++++ INPUT ROWS ++++

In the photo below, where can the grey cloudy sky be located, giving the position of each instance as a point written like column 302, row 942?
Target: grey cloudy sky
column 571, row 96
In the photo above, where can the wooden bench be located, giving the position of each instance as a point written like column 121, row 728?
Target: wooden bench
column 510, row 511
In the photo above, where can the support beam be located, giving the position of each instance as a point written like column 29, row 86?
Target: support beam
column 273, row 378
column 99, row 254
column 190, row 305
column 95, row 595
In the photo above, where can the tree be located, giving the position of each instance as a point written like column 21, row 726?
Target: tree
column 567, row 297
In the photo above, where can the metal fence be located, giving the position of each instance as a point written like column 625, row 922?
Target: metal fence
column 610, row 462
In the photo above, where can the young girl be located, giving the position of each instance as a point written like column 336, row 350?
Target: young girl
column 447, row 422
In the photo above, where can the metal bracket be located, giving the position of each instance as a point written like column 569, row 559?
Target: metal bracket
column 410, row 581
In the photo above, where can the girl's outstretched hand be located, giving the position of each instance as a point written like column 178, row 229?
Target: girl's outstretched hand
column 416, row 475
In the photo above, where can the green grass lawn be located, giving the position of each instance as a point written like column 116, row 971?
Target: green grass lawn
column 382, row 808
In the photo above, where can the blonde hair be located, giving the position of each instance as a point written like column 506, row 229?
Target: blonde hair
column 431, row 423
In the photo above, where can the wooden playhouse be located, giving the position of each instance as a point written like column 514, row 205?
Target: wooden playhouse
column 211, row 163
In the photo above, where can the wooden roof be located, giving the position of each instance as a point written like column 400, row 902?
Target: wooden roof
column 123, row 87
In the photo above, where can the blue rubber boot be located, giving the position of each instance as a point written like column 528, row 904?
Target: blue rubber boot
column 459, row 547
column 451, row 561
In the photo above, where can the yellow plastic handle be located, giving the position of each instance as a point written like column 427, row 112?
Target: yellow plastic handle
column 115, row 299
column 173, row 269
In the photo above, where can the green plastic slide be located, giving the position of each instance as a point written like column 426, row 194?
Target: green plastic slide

++++

▶ _EXERCISE GOAL_: Quote each of the rows above word for word, from the first to the last.

▶ _ANSWER FOR THE TASK_:
In the photo below, where can the grey cloudy sky be located, giving the position of each instance as a point written like column 302, row 942?
Target: grey cloudy sky
column 571, row 96
In the photo above, where can the wooden bench be located, giving the position of each instance as a point written like column 121, row 728?
Target: wooden bench
column 510, row 511
In the photo above, where can the support beam be located, giving the position of each instance as a point written like column 29, row 86?
Target: support beam
column 273, row 378
column 99, row 254
column 190, row 305
column 95, row 595
In the photo above, where can the tree be located, giving the position of each instance as a point written like column 21, row 726?
Target: tree
column 567, row 297
In the photo above, where can the metal fence be located, giving the position of each instance as a point written like column 625, row 922?
Target: metal fence
column 610, row 462
In the photo above, where can the young girl be located, giving the position of each instance as a point written like column 336, row 350?
Target: young girl
column 447, row 422
In the photo above, where can the metal bracket be located, giving the position of each instance as a point written like column 569, row 559?
Target: metal bracket
column 410, row 581
In the photo above, where can the girl's outstretched hand be located, giving the position of each instance as a point written like column 178, row 229?
Target: girl's outstretched hand
column 416, row 475
In the photo above, where can the green grass lawn be located, giving the position of each instance as a point written like column 116, row 971?
Target: green grass lawn
column 382, row 808
In the photo above, where can the blonde hair be located, giving the position of each instance as a point written like column 506, row 229?
Target: blonde hair
column 431, row 423
In the photo above, where can the wooden playhouse be located, giving the position of each instance as a point written like column 514, row 205?
Target: wooden playhouse
column 211, row 163
In the photo above, where can the wooden roof be located, giving the position of each instance as a point written like column 400, row 902?
Target: wooden roof
column 123, row 87
In the photo above, where can the blue rubber boot be located, giving the position of each instance as a point written like column 528, row 904?
Target: blue rubber boot
column 459, row 547
column 451, row 561
In the photo above, where can the yellow plastic handle be located, giving the position of each instance as a point written like column 427, row 112?
Target: yellow plastic handle
column 115, row 299
column 173, row 269
In the photo above, where can the green plastic slide be located, giving the position of each instance as a point written like column 426, row 194?
Target: green plastic slide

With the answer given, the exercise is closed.